> **What you need to do**: What is needed is every line of the material that contains "instance".

> **Dataset content**:
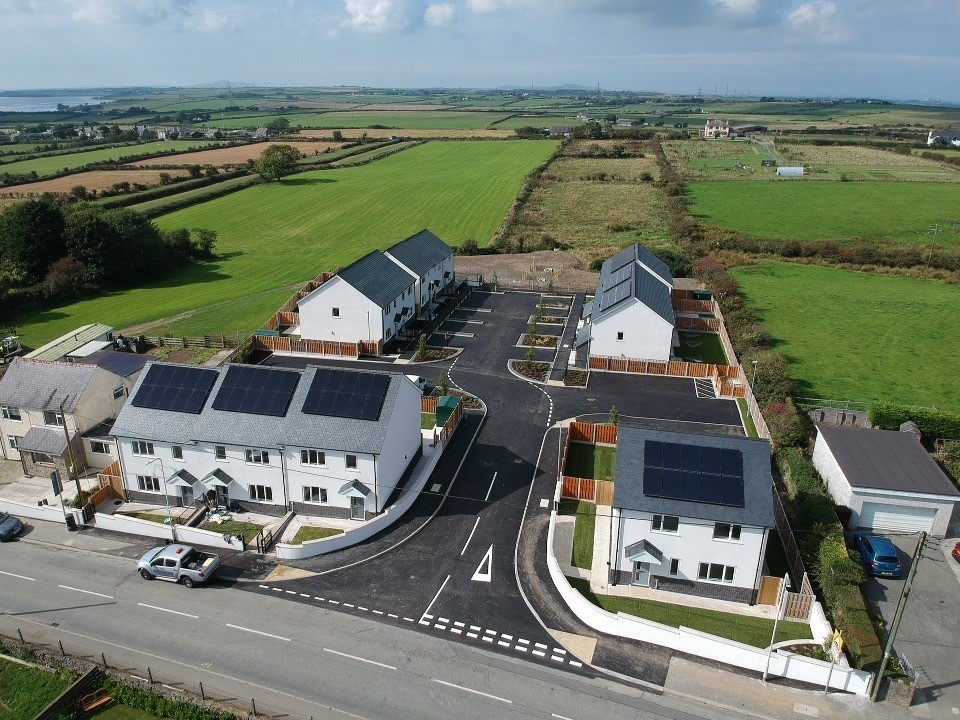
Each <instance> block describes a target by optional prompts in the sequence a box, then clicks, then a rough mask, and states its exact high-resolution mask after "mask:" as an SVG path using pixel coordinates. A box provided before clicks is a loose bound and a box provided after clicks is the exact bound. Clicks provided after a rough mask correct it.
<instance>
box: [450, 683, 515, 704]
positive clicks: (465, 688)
mask: <svg viewBox="0 0 960 720" xmlns="http://www.w3.org/2000/svg"><path fill="white" fill-rule="evenodd" d="M432 680H433V681H434V682H435V683H440V684H441V685H446V686H447V687H452V688H456V689H457V690H463V691H464V692H469V693H473V694H474V695H481V696H483V697H486V698H490V699H491V700H498V701H500V702H503V703H506V704H507V705H513V700H507V699H506V698H502V697H500V696H499V695H491V694H490V693H485V692H481V691H480V690H473V689H471V688H467V687H464V686H463V685H454V684H453V683H448V682H447V681H446V680H438V679H437V678H432Z"/></svg>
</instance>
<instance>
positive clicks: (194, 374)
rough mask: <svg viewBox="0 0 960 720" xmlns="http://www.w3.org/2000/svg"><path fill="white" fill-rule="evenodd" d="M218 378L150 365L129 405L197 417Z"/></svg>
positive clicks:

> **Solution**:
Each <instance> block describes a target by optional prompts in the sequence a box, then clicks, then a rough mask, and states its exact high-resolution mask after "mask:" as an SVG path using pixel coordinates. A box provided before clicks is a loose bound and a box provided after clicks is the exact bound. Clicks provided after a rough mask correct it.
<instance>
</instance>
<instance>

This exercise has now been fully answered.